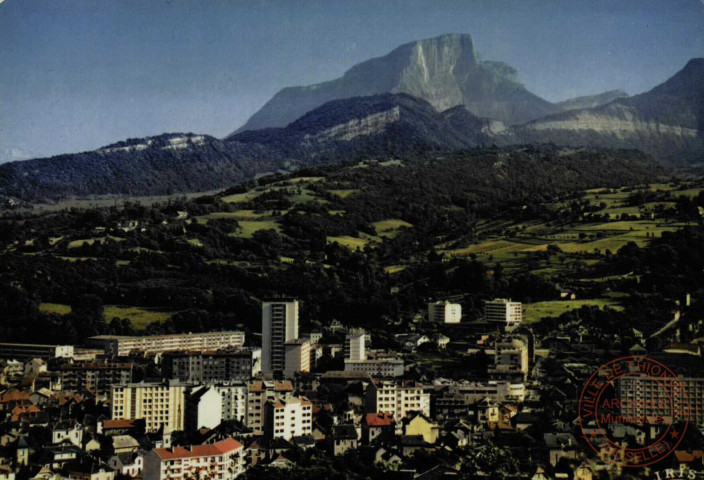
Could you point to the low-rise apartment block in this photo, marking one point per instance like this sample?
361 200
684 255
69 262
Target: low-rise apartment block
223 460
209 367
397 398
123 345
92 376
159 404
288 418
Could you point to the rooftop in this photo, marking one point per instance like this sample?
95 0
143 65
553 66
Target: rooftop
219 448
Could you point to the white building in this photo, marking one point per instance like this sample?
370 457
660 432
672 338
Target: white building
494 390
279 326
355 345
503 311
203 409
297 357
223 460
67 432
234 400
122 345
377 367
511 358
288 418
397 398
258 392
445 312
158 403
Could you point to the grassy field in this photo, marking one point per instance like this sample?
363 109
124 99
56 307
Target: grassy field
533 312
391 227
343 193
248 227
139 317
352 243
91 241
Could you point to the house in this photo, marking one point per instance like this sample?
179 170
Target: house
90 470
412 443
66 431
304 442
121 426
436 473
125 444
416 423
282 462
378 425
223 460
130 464
387 457
341 439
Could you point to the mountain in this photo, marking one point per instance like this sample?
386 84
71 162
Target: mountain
445 71
590 101
667 121
343 130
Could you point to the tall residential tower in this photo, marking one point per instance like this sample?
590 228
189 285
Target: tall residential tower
279 326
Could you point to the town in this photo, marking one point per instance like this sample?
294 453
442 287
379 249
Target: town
217 405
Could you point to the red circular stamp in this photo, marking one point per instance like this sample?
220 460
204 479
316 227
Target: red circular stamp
633 411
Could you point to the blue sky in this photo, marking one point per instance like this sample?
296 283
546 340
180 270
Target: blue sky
79 74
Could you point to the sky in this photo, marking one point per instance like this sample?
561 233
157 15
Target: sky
76 75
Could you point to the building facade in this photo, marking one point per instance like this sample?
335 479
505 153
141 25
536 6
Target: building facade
223 460
258 393
209 367
355 345
297 357
444 312
279 326
159 404
288 418
503 311
94 377
397 398
123 345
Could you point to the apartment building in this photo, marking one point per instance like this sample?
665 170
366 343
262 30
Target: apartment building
377 367
355 345
397 398
209 367
28 351
223 460
233 398
472 392
258 392
158 403
123 345
203 409
92 376
511 358
504 312
288 418
279 326
297 357
444 312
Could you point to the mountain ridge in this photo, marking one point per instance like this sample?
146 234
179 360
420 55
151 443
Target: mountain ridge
445 70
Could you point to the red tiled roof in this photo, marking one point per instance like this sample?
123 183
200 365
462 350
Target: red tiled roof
20 410
219 448
120 423
687 457
14 396
379 419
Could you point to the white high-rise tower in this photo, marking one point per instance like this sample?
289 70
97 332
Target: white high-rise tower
279 326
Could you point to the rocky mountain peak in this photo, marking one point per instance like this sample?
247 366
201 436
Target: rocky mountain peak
445 71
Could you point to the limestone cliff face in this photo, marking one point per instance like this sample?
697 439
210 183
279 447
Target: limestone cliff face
445 71
667 121
590 101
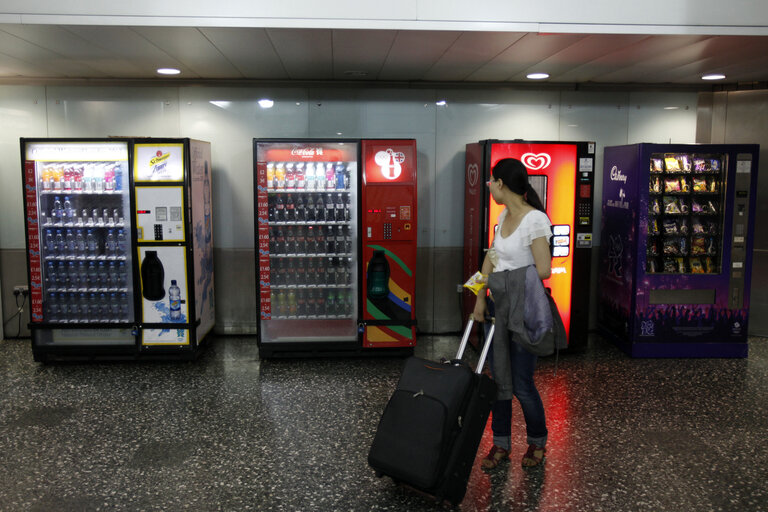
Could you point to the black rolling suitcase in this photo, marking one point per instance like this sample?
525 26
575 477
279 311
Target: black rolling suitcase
431 427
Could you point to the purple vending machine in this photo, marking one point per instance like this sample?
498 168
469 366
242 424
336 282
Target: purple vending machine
676 248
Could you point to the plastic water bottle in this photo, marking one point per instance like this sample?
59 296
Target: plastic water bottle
110 246
70 244
174 297
61 245
50 243
93 276
103 276
79 244
91 244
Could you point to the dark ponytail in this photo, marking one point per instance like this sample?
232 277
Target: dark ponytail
514 175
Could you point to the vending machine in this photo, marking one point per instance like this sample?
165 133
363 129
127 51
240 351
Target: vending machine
119 245
676 248
562 174
336 231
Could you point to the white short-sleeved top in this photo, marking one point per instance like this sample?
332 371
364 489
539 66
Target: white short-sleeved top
514 251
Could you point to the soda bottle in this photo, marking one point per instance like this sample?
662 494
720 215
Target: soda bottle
341 176
330 177
174 298
122 243
280 175
93 275
320 209
311 243
58 211
290 209
301 241
309 209
279 209
79 244
310 277
300 212
69 212
66 183
110 245
270 175
291 303
301 303
290 176
309 176
50 243
330 210
301 176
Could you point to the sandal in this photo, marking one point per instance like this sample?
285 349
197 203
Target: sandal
533 456
494 457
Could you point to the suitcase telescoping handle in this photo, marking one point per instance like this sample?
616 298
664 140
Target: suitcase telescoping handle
486 346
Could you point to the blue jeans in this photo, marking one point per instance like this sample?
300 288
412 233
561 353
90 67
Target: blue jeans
524 389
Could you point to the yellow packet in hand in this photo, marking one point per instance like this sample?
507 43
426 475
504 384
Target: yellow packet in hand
476 282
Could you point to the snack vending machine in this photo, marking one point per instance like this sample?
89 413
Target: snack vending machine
562 173
119 245
336 231
676 249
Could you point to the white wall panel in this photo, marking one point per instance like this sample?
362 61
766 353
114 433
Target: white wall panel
113 111
600 117
22 114
662 117
230 118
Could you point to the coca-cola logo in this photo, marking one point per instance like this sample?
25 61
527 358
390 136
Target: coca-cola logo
306 152
472 174
536 162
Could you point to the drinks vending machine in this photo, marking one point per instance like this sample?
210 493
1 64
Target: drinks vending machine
336 231
562 173
676 250
119 247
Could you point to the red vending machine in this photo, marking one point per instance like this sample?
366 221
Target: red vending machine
336 232
562 173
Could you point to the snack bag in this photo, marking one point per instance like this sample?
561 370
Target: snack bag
476 282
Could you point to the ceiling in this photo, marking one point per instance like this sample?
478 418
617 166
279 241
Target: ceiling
56 52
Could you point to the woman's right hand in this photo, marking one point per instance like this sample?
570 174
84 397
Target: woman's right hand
478 315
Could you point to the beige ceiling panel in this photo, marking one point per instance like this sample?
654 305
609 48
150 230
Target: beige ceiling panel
249 50
360 54
305 54
468 53
413 53
523 54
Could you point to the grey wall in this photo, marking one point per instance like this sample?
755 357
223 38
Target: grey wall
229 117
742 117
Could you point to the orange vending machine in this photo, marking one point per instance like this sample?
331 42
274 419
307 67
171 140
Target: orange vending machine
562 173
336 233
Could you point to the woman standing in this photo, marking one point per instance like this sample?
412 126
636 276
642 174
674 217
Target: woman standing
521 239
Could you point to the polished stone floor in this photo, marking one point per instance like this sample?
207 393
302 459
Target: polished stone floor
230 432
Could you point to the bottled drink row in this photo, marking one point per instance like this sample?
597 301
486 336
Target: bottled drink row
308 176
299 240
311 303
309 207
65 214
310 272
84 177
85 243
90 276
85 307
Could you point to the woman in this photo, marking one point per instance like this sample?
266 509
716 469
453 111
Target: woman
521 239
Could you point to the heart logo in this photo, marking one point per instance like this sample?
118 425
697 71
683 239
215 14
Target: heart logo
472 174
536 162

- - - - -

■ **What you need to do**: Set down every record above exactly as it stands, but skip the pictures.

■ **Written answer**:
Could you point to the low-rise apartment block in this photo, marking one point per instance like this sample?
361 200
684 255
69 262
Target: low-rise apartment block
223 460
209 367
397 398
123 345
92 376
159 404
288 418
Could you point to the rooftop in this photo, marking one point per instance like this sample?
95 0
143 65
553 66
Target: rooftop
219 448
Could you point to the white building in this photo, marking one point per instance like this sample?
370 457
660 432
672 338
Target: white building
494 390
279 326
355 345
503 311
203 409
297 357
223 460
67 432
234 400
122 345
377 367
511 358
288 418
397 398
258 392
445 312
158 403
Could you point to the grassy field in this photo, marking one point per instance like this sample?
363 109
124 99
56 307
Target: grassy field
533 312
391 227
343 193
248 227
139 317
352 243
91 241
Could you point to the house in this photo, marking one point per instance like this sample?
179 170
Target: house
90 470
412 443
66 431
304 442
121 426
436 473
125 444
416 423
282 462
378 425
223 460
130 464
387 457
341 439
Could you point to the mountain in this photo, marking one point per instance like this sample?
386 84
71 162
Target: mountain
445 71
590 101
667 121
343 130
Could you point to the tall residential tower in this photo, marking one point per instance like this sample?
590 228
189 285
Target: tall residential tower
279 326
Could you point to the town in this photo, marking one point per instance like this sample?
294 453
442 287
379 249
Target: town
217 405
Could you point to the red circular stamp in this photo, marking one point per instance like this sample?
220 460
204 479
316 227
Target: red circular stamp
633 411
Could you point to the blue sky in this photo, marking one point per instance like this sample?
296 283
546 340
180 270
Target: blue sky
79 74
Could you point to the sky in this photo, marking one point per instance like this sample?
561 233
157 15
Target: sky
76 75
Could you point to the building facade in this photo, marking one point per instance like this sample?
335 479
505 153
141 25
536 6
Target: building facade
223 460
258 393
209 367
355 345
297 357
444 312
279 326
159 404
288 418
503 311
94 377
397 398
123 345
Could you point to the apartment building in this photo, marking one point per instance like this sample?
665 170
366 343
262 30
Target: apartment building
377 367
355 345
397 398
209 367
28 351
223 460
233 398
472 392
258 392
158 403
123 345
203 409
92 376
511 358
504 312
288 418
279 326
297 357
444 312
Could you point to the mountain ridge in this photo, marking one point per instance like this sample?
146 234
179 360
420 55
151 443
Target: mountain ridge
445 70
Could you point to the red tiled roof in this photo, marking one point per instance like this sample?
123 183
200 365
462 350
Target: red tiled roof
20 410
219 448
120 423
687 457
14 396
379 419
Could you point to the white high-rise tower in this photo, marking one point per instance like this sample?
289 70
97 332
Target: white high-rise tower
279 326
Could you point to the rocky mountain peak in this photo, marking one point per instance like this sample?
247 366
201 436
Target: rocky mountain peak
445 71
Could you point to the limestone cliff face in this photo, marking one point per instance like this sample?
697 439
210 183
279 447
Target: limestone cliff face
445 71
667 121
590 101
Could you point to the black rolling suitcase in this photo, marking one point per instance like this sample?
525 26
575 477
279 311
Target: black rolling suitcase
431 427
Could you point to the purple vending machine in this photo, marking one point per instance like this sample?
498 168
469 366
242 424
336 282
Target: purple vending machine
676 248
Could you point to the plastic water bottle in this photo, marking one point per instance like this sample?
59 296
Target: plastic water bottle
110 246
70 244
174 297
61 245
50 243
93 276
103 276
79 244
91 244
Could you point to the dark ponytail in this photo, marking one point per instance like this sample?
232 277
Target: dark ponytail
514 175
Could you point to the vending machine in this photo, marking one point per instance like this sample?
165 133
363 129
127 51
240 351
Target: vending machine
119 245
676 248
562 174
336 231
Could you point to the white short-sleeved top in this photo, marking one point per instance like this sample?
332 371
364 489
539 66
Target: white short-sleeved top
514 251
Could you point to the soda bottle in this photo, marking one point per instance like this sample?
662 494
720 215
Target: soda bottle
341 176
330 177
174 298
122 243
280 175
93 275
320 209
311 243
58 211
290 209
301 241
309 209
279 209
79 244
310 277
300 212
69 212
66 183
110 245
270 175
291 303
301 303
290 176
309 176
50 243
330 210
301 176
Could you point to the sandal in this photo, marking one point per instance like this sample?
285 349
197 203
Target: sandal
533 456
494 457
Could you point to the suitcase telescoping handle in this photo, marking one point per instance like this sample?
616 298
664 140
Target: suitcase telescoping handle
486 346
Could you point to the blue jeans in this photo, marking one point per instance like this sample?
300 288
412 233
561 353
90 67
Target: blue jeans
524 389
Could you point to the yellow packet in hand in this photo, marking one point per instance like this sample?
507 43
426 475
504 384
Target: yellow packet in hand
476 282
Could you point to the snack vending machine in this photo, marking one point per instance like this sample?
89 413
Target: snack vending machine
562 173
119 245
336 231
676 249
Could you point to the white wall panel in this photo, marking one point per instance like this sample?
362 61
766 353
114 433
Target: white wall panel
113 111
600 117
22 114
662 117
230 118
Could you point to the coca-cola logo in this photo, marking one point per instance like this sample?
25 61
527 358
390 136
Target: coca-cola logo
306 152
472 174
536 162
Could you point to the drinks vending machine in this photo, marking one point per instance like this sample?
210 493
1 64
Target: drinks vending machine
336 231
562 173
676 250
119 247
Could you point to the red vending machine in this photo, marking one point per instance like this sample?
366 221
Target: red vending machine
336 232
562 173
Could you point to the snack bag in this photo, marking one point per instance like this sample?
561 370
Target: snack bag
476 282
Could you point to the ceiling in this photo, marking one point per instance like this sample?
478 418
617 166
279 241
Target: ceiling
56 52
Could you point to the woman's right hand in this photo, marking one point per instance like this sample?
570 174
84 397
Target: woman's right hand
478 315
Could you point to the beige ceiling panel in this photo, marking one point per instance like this sample?
654 305
609 48
150 230
Target: beige ceiling panel
249 50
360 54
305 54
468 53
413 53
523 54
Could you point to the grey wall in this photo, marking one point per instance like this sample?
755 357
223 38
Target: grey wall
229 117
742 117
Could you point to the orange vending machine in this photo, marking one point per instance like this sample?
331 42
274 419
307 67
171 140
Target: orange vending machine
562 173
336 233
Could you point to the woman standing in this photo, marking one point per instance like this sample?
412 126
636 276
642 174
674 217
Target: woman standing
521 239
Could you point to the polished stone floor in this photo, marking one point per instance like this sample?
207 393
302 459
Target: polished stone floor
230 432
Could you point to the bottled drink row in this photo, marking one point per instance like this sample?
597 301
486 336
Target: bottled drink row
308 176
299 240
311 303
309 207
65 214
310 272
84 177
85 243
90 276
85 307
Could you point to the woman in this photo, marking one point per instance like this sample?
266 509
716 469
453 111
Target: woman
521 239
Could you point to the heart logo in this photo, marking one point per instance like this sample?
118 425
697 71
683 239
215 14
Target: heart logo
472 174
536 162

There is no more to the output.